» **THE PROBLEM**
Copy out exactly every line from the line containing "locate: window |" until the records below end, inclusive of both boundary lines.

» **DATA RECORDS**
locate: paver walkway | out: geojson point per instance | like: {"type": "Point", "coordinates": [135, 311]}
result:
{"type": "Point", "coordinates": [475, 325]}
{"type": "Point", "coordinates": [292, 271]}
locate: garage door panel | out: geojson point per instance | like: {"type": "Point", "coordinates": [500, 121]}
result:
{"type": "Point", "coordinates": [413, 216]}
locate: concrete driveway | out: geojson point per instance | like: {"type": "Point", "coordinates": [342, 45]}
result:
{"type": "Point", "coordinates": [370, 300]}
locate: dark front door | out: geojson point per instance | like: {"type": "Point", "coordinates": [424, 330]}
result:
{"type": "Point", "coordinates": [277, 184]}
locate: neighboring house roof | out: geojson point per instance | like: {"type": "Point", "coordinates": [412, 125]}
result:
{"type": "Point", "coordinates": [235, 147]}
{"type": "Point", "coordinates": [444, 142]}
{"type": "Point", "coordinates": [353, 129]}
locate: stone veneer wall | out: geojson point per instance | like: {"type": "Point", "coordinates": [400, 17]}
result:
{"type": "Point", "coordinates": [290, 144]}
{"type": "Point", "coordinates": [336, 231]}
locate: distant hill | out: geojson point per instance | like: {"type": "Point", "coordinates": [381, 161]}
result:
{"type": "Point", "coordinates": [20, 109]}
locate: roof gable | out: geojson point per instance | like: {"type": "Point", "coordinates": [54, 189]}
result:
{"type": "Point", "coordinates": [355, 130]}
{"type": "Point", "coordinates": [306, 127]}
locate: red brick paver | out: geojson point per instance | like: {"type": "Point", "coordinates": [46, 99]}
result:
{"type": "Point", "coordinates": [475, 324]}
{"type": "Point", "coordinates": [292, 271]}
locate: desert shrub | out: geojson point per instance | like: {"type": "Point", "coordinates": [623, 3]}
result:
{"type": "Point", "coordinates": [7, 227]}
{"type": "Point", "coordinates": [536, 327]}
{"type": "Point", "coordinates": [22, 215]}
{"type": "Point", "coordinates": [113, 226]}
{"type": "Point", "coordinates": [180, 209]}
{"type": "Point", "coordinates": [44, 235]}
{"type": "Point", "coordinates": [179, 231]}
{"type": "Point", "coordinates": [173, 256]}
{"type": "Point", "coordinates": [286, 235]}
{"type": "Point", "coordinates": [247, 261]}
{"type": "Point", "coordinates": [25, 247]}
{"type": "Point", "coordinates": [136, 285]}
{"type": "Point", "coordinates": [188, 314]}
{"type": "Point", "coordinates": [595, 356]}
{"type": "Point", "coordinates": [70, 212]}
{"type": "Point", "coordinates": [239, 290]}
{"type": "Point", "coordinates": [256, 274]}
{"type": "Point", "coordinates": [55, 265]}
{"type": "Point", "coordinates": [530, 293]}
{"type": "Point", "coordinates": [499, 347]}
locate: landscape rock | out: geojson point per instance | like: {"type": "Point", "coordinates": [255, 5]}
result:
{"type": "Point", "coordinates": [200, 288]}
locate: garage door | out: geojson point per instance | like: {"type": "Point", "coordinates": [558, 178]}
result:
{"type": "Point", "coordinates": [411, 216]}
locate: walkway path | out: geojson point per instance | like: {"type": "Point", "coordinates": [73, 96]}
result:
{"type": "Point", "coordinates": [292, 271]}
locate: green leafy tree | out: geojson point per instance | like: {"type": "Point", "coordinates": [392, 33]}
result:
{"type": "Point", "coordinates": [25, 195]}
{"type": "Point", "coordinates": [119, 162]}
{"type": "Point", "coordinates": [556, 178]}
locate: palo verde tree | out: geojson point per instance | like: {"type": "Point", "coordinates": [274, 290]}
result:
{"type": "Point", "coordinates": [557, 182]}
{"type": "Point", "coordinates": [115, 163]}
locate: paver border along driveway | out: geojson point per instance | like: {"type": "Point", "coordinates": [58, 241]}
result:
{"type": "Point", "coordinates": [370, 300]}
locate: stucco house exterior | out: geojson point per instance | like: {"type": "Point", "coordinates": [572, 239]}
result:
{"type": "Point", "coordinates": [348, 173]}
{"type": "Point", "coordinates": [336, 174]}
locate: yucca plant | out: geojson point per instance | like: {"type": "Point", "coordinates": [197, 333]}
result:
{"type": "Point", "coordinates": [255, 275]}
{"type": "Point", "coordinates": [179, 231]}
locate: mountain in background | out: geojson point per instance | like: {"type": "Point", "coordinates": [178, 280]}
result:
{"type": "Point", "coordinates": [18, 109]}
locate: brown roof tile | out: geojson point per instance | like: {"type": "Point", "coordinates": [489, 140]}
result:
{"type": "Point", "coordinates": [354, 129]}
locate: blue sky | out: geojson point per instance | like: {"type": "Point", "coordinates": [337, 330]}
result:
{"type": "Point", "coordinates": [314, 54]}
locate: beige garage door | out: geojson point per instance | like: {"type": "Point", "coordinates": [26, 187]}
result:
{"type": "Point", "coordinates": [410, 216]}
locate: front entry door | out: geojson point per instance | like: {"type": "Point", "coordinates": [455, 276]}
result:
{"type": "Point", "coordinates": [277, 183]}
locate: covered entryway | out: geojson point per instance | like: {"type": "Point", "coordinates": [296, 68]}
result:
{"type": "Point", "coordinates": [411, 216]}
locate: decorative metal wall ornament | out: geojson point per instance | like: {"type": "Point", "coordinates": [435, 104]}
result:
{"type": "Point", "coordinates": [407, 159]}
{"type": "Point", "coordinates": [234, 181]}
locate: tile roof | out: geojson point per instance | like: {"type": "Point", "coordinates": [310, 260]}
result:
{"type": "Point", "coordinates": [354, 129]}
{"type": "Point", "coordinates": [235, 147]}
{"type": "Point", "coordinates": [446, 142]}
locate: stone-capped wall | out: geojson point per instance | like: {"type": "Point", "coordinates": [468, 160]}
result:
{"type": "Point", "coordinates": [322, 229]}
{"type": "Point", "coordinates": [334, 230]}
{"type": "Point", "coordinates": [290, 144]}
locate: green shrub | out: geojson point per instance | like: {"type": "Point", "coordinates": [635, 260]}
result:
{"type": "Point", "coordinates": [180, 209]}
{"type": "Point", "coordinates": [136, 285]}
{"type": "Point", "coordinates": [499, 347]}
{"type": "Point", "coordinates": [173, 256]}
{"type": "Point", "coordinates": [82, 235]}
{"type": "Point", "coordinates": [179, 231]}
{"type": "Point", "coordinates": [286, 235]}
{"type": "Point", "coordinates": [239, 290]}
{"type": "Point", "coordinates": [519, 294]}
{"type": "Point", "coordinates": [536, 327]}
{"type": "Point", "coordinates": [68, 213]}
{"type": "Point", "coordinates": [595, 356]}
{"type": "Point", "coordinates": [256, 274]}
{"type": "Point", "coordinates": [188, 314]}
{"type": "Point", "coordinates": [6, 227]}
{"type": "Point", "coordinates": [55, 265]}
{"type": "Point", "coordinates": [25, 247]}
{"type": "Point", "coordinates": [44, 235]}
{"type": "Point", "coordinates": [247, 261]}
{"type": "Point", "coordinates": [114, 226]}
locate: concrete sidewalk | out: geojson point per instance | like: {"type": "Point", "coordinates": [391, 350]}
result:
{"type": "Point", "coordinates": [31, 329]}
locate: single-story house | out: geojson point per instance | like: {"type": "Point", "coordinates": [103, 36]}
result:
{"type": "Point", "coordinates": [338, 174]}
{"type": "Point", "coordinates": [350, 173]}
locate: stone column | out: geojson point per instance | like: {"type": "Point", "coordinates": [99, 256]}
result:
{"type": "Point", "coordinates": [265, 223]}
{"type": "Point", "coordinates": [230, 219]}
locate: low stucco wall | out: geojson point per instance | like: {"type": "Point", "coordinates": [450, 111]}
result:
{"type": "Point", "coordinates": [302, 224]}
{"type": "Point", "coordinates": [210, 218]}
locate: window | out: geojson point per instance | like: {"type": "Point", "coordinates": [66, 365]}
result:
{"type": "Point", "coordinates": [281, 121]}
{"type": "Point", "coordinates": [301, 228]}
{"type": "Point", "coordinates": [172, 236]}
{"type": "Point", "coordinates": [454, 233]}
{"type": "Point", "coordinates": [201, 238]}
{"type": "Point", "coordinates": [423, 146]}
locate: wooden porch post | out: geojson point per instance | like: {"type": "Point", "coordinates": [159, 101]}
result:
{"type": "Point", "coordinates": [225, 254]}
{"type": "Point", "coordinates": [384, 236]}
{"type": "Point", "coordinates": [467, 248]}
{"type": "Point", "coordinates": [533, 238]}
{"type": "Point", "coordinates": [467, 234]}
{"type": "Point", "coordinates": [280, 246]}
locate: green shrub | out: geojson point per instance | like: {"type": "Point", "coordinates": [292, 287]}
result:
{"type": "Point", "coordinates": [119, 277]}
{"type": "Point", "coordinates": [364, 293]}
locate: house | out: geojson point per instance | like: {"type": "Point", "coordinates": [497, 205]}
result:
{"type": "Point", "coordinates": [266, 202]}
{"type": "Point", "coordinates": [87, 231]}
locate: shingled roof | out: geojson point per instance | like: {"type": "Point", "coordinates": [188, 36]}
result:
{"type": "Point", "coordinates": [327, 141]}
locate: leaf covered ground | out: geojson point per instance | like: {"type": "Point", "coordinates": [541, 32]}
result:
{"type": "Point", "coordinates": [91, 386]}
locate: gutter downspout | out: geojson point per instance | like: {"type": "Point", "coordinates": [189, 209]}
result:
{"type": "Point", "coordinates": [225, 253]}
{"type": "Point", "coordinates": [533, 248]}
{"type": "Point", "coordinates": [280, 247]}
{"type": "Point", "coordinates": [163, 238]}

» **FULL OUTPUT**
locate: window | out: geojson point per instance | like: {"type": "Point", "coordinates": [66, 365]}
result:
{"type": "Point", "coordinates": [281, 121]}
{"type": "Point", "coordinates": [301, 228]}
{"type": "Point", "coordinates": [172, 236]}
{"type": "Point", "coordinates": [454, 233]}
{"type": "Point", "coordinates": [201, 238]}
{"type": "Point", "coordinates": [423, 146]}
locate: wooden porch post | out: geojson point per instance | like: {"type": "Point", "coordinates": [159, 101]}
result:
{"type": "Point", "coordinates": [225, 254]}
{"type": "Point", "coordinates": [384, 236]}
{"type": "Point", "coordinates": [467, 248]}
{"type": "Point", "coordinates": [533, 238]}
{"type": "Point", "coordinates": [467, 234]}
{"type": "Point", "coordinates": [280, 246]}
locate: green shrub | out: geojson point per instance | like: {"type": "Point", "coordinates": [292, 287]}
result:
{"type": "Point", "coordinates": [119, 277]}
{"type": "Point", "coordinates": [364, 293]}
locate: house | out: geojson point per instance | like: {"type": "Point", "coordinates": [497, 205]}
result:
{"type": "Point", "coordinates": [266, 202]}
{"type": "Point", "coordinates": [87, 231]}
locate: shingled roof | out: geojson point per instance | like: {"type": "Point", "coordinates": [188, 36]}
result:
{"type": "Point", "coordinates": [327, 141]}
locate: leaf covered ground | out: geojson point per instance | like: {"type": "Point", "coordinates": [541, 32]}
result:
{"type": "Point", "coordinates": [91, 386]}
locate: gutter downspout | out: geojson point per instance | like: {"type": "Point", "coordinates": [189, 209]}
result:
{"type": "Point", "coordinates": [225, 253]}
{"type": "Point", "coordinates": [533, 248]}
{"type": "Point", "coordinates": [280, 247]}
{"type": "Point", "coordinates": [163, 238]}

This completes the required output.